** START OF EXERCISE INPUT **

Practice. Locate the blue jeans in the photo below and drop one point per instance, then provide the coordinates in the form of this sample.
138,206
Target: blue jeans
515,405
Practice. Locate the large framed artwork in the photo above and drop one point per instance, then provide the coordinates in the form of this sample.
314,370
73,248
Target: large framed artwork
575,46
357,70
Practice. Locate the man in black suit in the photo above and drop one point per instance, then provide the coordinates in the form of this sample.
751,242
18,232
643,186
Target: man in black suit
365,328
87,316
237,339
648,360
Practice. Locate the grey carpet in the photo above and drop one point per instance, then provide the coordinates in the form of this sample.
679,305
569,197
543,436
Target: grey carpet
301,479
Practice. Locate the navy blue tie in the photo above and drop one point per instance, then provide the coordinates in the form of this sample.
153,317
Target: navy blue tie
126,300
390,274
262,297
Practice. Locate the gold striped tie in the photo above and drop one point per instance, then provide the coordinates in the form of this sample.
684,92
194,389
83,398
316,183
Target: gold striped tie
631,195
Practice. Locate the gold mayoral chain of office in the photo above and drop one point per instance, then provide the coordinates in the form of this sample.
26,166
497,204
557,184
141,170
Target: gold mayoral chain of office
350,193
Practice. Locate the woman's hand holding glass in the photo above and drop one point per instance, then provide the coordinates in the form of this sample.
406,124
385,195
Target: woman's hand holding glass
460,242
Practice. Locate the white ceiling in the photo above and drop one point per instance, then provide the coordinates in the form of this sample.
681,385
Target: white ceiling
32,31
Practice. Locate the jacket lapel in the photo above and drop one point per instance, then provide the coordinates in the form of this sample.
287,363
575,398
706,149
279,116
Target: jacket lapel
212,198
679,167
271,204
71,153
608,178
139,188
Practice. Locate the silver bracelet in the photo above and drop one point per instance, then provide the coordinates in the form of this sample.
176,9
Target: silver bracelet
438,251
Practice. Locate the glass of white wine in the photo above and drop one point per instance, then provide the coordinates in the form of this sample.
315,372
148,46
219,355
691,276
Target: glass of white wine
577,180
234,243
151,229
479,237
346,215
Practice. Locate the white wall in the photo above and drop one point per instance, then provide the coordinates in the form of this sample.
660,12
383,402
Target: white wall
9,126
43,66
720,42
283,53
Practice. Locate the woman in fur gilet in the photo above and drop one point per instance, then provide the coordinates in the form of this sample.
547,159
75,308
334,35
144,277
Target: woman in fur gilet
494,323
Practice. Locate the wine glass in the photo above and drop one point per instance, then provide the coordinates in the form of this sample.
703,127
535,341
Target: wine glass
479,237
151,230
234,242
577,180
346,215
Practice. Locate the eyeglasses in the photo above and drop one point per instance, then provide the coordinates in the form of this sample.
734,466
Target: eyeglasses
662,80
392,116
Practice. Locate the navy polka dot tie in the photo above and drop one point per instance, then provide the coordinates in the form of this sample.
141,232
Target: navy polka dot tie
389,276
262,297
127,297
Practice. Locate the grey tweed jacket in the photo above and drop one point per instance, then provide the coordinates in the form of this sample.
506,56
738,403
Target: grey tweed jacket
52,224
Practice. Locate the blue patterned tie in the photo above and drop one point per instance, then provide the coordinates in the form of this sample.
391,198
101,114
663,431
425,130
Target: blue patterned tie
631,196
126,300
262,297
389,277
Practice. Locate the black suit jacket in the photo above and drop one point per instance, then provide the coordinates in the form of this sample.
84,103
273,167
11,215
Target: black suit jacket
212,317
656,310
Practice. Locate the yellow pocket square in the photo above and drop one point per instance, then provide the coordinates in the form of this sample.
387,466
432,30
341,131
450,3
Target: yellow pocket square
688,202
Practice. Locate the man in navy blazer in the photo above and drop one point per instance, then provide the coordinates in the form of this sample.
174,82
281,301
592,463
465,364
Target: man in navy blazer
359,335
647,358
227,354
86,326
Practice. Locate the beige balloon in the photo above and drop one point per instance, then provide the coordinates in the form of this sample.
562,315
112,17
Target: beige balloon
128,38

** END OF EXERCISE INPUT **

| PROBLEM TO SOLVE |
Write out the whole listing again. Match it word for word.

| RESPONSE |
Practice. Locate the blue jeans in the photo below and drop one point per instance, then provide the coordinates in the form of this sample.
138,206
Target: blue jeans
515,405
Practice. Locate the large framed artwork in the photo above and drop one point per instance, then provide the coordinates in the form of this sample.
314,370
73,248
Target: large framed artwork
575,46
357,70
Practice. Locate the man in black suit in the photo above and drop one point per instance, then provide the coordinates in the form of this sample.
751,242
18,232
643,186
Target: man in black suit
365,328
87,316
237,339
648,360
Practice. Locate the grey carpet in the photo above and drop one point per instance, then provide the coordinates in the form of this sample.
679,305
569,197
543,436
Target: grey carpet
301,479
Practice. Locate the navy blue tie in the photo above and drop one point per instance, then provide the coordinates in the form of this sample.
153,317
Target: navy blue tie
126,300
390,274
262,297
Practice. Locate the gold striped tie in the photo above and drop one point per instance, then provide the coordinates in the form of this sample.
684,92
194,389
83,398
316,183
Target: gold striped tie
631,195
Practice. Locate the gold mayoral chain of office in the photo above and drop one point per instance, then provide the coordinates in the form of this sample.
26,166
497,204
557,184
141,170
Target: gold mayoral chain of office
350,193
Practice. Locate the woman's hand holding glass in the photo above and drop one point per instance, then provide the coordinates in the form of this sample.
406,124
385,195
Target: woman's hand holding glass
460,242
Practice. Locate the white ceiling in the photo above and drop one point per instance, then provide the coordinates in the form of this sample.
681,385
Target: white ceiling
32,31
Practice. Locate the jacket lapel in the photo above and drop one point per instance, then provide the coordinates in the form of this sample.
287,363
575,398
706,149
279,116
Target: jacket lapel
212,198
679,167
271,204
71,153
608,178
139,188
Practice. Locate the silver bracelet in the photo above and drop one point per instance, then provide the coordinates in the form of this sample.
176,9
Target: silver bracelet
438,251
Practice. Locate the glass of white wine in the photo above and drop one point per instance, then provide the coordinates in the form of this sample.
315,372
148,46
219,355
691,276
Target: glass of white wine
577,180
234,243
151,229
479,237
346,215
Practice. Locate the white wall in the photo above and drop one point per instance, then provide the coordinates in the form of this sample.
660,12
383,402
Target: white wall
9,126
43,66
720,42
283,53
Practice. Locate the woman in fur gilet in the photo above and drop one point per instance, then provide the coordinates in the form of this sample.
547,159
75,308
334,35
144,277
Target: woman in fur gilet
494,323
Practice. Locate the wine glass in the photo above and drop one point per instance, then provide the coordinates in the form of this sample.
703,127
535,341
Target: wine glass
479,237
151,230
234,242
577,180
346,215
Practice. Locate the eyeglasses in the photo above and drop one point per instance, then provide the coordinates in the form of this sample.
734,466
Target: eyeglasses
662,80
392,116
Practice. Locate the navy polka dot tie in the photo above and drop one point per instance, then provide the coordinates in the form of this sample.
141,232
Target: navy polka dot tie
389,276
262,297
127,297
Practice. Locate the grey tweed jacket in the photo above and drop one point per instance, then provide the coordinates in the form of this sample.
506,56
738,403
Target: grey tweed jacket
52,224
Practice. Locate the blue patterned tie in the photo above and drop one point per instance, then provide the coordinates in the form of this sample.
391,198
101,114
663,431
425,130
Target: blue patterned tie
631,196
126,300
262,297
389,277
Practice. Locate the black suit jacket in the photo above and drop one point per instance, then provide the coordinates in the form of this sample.
84,103
273,167
11,215
Target: black suit jacket
212,317
656,310
Practice. Locate the yellow pocket square in the photo above and drop one point per instance, then provide the coordinates in the form of this sample.
387,466
432,30
341,131
450,3
Target: yellow pocket square
688,202
Practice. Locate the man in navy blazer in the photo above and drop one point per instance, then provide the coordinates in the form of this sample.
174,82
281,301
592,463
465,364
Target: man in navy blazer
359,335
647,358
227,354
86,326
Practice. Locate the beige balloon in the photo above and drop one point per instance, then provide the coordinates in the form of this sample.
562,315
112,17
Target: beige balloon
128,38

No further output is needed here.